### Dataset entries
— Start —
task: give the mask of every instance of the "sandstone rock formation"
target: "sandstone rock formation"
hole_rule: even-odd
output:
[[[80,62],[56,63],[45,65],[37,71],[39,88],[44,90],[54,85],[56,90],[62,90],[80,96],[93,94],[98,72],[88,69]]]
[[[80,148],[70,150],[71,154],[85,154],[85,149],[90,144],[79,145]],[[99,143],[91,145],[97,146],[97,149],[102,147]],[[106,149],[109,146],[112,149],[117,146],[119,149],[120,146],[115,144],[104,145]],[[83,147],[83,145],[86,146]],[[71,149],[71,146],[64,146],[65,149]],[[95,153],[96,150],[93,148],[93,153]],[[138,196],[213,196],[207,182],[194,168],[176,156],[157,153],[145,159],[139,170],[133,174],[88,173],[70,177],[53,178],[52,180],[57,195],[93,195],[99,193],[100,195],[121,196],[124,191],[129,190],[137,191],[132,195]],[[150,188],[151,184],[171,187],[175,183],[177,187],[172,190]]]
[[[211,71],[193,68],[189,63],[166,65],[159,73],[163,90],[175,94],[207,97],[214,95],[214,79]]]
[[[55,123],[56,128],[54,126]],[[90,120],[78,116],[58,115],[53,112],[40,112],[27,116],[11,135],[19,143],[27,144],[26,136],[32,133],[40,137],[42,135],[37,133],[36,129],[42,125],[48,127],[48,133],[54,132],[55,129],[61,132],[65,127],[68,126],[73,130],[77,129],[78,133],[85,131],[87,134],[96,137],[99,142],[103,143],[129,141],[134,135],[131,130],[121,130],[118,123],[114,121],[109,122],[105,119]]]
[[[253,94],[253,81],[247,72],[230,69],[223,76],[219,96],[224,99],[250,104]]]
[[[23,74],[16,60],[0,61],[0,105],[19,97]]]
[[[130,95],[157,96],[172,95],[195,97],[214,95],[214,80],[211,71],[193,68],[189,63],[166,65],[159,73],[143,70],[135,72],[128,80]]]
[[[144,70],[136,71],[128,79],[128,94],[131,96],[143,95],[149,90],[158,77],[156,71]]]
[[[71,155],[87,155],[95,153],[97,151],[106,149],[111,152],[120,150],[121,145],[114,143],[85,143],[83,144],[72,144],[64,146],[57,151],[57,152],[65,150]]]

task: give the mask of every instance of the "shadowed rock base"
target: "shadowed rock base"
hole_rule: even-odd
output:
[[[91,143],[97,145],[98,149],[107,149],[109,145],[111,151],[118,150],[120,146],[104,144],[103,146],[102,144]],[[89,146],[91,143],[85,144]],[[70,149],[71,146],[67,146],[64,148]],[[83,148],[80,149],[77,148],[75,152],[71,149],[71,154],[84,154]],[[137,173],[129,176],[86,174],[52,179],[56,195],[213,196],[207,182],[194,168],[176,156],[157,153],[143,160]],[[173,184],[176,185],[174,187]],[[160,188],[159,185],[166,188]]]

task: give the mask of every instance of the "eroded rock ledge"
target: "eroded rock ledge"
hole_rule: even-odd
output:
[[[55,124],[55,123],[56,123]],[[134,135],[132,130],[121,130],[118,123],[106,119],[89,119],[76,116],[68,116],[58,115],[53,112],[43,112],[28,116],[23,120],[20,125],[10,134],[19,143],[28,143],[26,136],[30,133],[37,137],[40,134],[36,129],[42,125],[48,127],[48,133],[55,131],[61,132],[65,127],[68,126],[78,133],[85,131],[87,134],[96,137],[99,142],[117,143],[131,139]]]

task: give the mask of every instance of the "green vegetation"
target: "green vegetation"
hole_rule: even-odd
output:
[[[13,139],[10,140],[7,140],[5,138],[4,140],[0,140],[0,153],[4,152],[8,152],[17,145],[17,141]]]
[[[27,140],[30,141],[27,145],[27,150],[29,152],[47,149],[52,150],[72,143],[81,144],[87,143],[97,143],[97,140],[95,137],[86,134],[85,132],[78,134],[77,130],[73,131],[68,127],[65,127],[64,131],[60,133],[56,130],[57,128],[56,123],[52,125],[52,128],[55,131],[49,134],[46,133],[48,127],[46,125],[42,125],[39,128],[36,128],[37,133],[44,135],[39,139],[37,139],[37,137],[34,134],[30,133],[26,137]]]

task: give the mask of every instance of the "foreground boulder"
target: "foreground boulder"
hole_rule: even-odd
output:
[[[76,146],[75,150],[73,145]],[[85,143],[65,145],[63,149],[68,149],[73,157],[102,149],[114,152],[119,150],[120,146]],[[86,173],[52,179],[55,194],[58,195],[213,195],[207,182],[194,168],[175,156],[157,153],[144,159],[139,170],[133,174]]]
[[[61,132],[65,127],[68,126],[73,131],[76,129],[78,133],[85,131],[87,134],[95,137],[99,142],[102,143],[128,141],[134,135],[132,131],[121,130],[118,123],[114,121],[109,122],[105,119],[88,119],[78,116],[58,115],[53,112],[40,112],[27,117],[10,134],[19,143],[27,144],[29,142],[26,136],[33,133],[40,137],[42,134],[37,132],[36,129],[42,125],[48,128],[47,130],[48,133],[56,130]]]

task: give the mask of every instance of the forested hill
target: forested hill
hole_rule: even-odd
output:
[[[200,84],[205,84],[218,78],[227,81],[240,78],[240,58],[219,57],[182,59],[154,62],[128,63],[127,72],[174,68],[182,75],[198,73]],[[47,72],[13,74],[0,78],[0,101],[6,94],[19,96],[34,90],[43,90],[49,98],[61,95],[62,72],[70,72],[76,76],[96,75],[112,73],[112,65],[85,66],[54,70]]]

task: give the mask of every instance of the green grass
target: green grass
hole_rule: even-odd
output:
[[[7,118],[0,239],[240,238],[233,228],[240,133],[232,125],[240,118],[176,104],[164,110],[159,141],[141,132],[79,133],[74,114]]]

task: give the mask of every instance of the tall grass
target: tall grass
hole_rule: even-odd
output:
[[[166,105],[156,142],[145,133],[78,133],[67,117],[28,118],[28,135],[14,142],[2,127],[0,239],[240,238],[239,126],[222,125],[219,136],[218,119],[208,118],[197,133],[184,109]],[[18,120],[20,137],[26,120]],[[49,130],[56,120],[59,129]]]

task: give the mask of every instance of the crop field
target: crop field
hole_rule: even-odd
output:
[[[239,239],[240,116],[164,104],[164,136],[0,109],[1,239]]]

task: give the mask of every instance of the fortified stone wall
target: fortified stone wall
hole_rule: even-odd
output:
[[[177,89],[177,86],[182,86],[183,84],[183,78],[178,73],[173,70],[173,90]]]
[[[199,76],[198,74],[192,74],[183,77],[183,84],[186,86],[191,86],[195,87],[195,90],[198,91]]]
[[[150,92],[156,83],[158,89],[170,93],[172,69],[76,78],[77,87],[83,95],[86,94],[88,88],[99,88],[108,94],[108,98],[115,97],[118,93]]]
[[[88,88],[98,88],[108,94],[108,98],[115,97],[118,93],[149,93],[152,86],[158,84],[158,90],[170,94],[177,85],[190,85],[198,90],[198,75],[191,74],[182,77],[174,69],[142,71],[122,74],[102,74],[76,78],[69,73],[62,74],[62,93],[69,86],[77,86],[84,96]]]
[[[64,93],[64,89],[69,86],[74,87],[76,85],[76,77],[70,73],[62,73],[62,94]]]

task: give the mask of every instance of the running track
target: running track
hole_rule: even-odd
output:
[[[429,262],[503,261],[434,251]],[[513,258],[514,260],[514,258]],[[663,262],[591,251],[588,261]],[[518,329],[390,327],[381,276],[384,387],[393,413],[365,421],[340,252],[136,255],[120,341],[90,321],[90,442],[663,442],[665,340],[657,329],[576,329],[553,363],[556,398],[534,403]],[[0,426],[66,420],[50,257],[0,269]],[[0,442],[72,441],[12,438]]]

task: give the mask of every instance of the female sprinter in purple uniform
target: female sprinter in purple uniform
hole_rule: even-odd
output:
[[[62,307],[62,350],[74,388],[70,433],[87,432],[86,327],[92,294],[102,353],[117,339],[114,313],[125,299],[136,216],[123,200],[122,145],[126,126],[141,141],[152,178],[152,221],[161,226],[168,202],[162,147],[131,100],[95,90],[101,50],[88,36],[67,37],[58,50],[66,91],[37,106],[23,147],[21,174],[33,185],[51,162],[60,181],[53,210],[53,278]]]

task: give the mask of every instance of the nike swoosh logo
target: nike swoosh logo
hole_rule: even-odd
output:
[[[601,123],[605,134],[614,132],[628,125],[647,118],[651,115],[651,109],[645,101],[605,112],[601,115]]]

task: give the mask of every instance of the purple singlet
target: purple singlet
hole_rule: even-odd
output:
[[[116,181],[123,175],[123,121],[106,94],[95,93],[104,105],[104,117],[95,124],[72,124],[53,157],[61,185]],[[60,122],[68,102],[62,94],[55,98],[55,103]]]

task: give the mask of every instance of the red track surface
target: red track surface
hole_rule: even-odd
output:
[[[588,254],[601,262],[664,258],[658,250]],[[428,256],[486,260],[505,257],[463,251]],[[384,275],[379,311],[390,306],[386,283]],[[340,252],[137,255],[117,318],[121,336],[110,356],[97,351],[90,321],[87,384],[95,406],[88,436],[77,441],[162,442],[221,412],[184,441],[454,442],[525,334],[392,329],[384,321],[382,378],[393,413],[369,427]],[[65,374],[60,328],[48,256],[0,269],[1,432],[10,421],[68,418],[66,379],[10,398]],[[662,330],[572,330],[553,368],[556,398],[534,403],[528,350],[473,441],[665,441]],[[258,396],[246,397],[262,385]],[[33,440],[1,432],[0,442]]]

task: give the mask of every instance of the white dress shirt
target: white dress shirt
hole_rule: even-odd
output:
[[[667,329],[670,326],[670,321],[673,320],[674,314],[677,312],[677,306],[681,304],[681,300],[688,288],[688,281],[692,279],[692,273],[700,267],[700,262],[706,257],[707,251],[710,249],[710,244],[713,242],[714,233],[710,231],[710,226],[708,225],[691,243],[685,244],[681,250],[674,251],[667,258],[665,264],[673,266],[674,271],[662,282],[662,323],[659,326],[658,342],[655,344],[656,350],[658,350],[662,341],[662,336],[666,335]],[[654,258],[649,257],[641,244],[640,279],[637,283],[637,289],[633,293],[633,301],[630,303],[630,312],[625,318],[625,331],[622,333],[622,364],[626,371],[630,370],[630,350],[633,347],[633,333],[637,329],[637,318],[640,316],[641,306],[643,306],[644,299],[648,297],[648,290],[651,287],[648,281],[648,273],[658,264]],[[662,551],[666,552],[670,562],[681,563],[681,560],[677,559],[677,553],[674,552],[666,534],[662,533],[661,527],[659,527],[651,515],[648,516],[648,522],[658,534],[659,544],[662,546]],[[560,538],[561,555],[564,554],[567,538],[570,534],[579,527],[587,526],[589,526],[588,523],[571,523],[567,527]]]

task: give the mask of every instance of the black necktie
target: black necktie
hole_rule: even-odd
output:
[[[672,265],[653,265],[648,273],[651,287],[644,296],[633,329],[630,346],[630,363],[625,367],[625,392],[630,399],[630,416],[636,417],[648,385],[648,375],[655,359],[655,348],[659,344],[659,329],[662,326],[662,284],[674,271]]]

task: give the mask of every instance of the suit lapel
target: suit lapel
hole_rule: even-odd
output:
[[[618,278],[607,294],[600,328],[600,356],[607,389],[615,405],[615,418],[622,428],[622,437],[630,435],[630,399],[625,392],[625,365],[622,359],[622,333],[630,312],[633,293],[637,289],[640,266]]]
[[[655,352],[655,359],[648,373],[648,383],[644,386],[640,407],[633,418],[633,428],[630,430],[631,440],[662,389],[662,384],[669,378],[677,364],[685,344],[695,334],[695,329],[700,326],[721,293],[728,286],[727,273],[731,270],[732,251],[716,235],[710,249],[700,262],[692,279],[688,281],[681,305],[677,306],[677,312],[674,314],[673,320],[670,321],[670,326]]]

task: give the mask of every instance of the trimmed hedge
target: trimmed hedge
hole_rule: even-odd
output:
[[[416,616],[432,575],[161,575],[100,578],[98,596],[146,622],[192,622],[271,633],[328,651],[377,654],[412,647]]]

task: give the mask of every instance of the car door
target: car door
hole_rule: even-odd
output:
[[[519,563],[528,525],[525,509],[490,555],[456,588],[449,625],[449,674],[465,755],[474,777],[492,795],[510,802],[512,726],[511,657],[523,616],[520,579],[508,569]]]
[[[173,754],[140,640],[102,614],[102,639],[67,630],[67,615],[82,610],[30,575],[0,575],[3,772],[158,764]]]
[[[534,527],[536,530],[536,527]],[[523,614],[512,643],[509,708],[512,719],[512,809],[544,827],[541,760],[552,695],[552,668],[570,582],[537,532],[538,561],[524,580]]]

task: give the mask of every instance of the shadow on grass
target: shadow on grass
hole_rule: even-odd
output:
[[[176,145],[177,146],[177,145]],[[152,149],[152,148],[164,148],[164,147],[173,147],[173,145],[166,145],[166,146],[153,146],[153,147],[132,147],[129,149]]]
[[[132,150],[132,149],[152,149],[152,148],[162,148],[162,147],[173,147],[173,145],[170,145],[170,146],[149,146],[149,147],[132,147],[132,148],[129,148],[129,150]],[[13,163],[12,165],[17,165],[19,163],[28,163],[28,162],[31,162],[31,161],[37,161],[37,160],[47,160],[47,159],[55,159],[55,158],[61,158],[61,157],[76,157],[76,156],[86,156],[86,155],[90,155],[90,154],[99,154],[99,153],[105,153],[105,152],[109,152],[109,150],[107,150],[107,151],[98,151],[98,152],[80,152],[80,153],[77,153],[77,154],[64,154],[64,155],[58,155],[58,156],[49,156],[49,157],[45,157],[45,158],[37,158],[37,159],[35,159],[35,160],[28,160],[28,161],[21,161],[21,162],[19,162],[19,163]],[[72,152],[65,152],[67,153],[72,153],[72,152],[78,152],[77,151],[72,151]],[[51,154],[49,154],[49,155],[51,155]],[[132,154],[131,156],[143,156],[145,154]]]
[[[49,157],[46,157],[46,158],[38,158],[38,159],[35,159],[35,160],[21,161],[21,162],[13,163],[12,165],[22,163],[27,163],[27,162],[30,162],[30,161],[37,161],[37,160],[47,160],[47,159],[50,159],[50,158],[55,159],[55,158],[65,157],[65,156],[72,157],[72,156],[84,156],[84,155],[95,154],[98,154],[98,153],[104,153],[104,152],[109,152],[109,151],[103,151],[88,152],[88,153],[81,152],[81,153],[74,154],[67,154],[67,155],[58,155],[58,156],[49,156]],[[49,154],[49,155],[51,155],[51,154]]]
— End —
Rewrite the part of the records that opens with the line containing "task: give the mask of every instance of the green" and closes with the line containing "[[[239,239],[240,116],[164,104],[164,136],[0,109],[1,239]]]", replacing "crop field" with "farm field" and changing nothing else. Give only those lines.

### Exercise solution
task: give the mask of every instance of the green grass
target: green grass
hole_rule: even-odd
output:
[[[7,118],[0,239],[240,238],[233,228],[240,133],[232,125],[240,118],[176,104],[164,110],[159,141],[141,132],[79,133],[74,114]]]

task: give the mask of every instance of the tall grass
target: tall grass
hole_rule: even-odd
output:
[[[166,105],[156,142],[145,133],[78,133],[67,117],[28,118],[28,135],[14,142],[2,127],[0,239],[240,238],[239,126],[222,125],[219,136],[218,119],[208,118],[197,133],[184,109]],[[18,120],[20,137],[26,120]],[[49,130],[56,120],[59,129]]]

task: give the mask of every instance of the farm field
target: farm field
hole_rule: even-odd
output:
[[[239,239],[240,116],[164,104],[164,136],[0,109],[1,239]]]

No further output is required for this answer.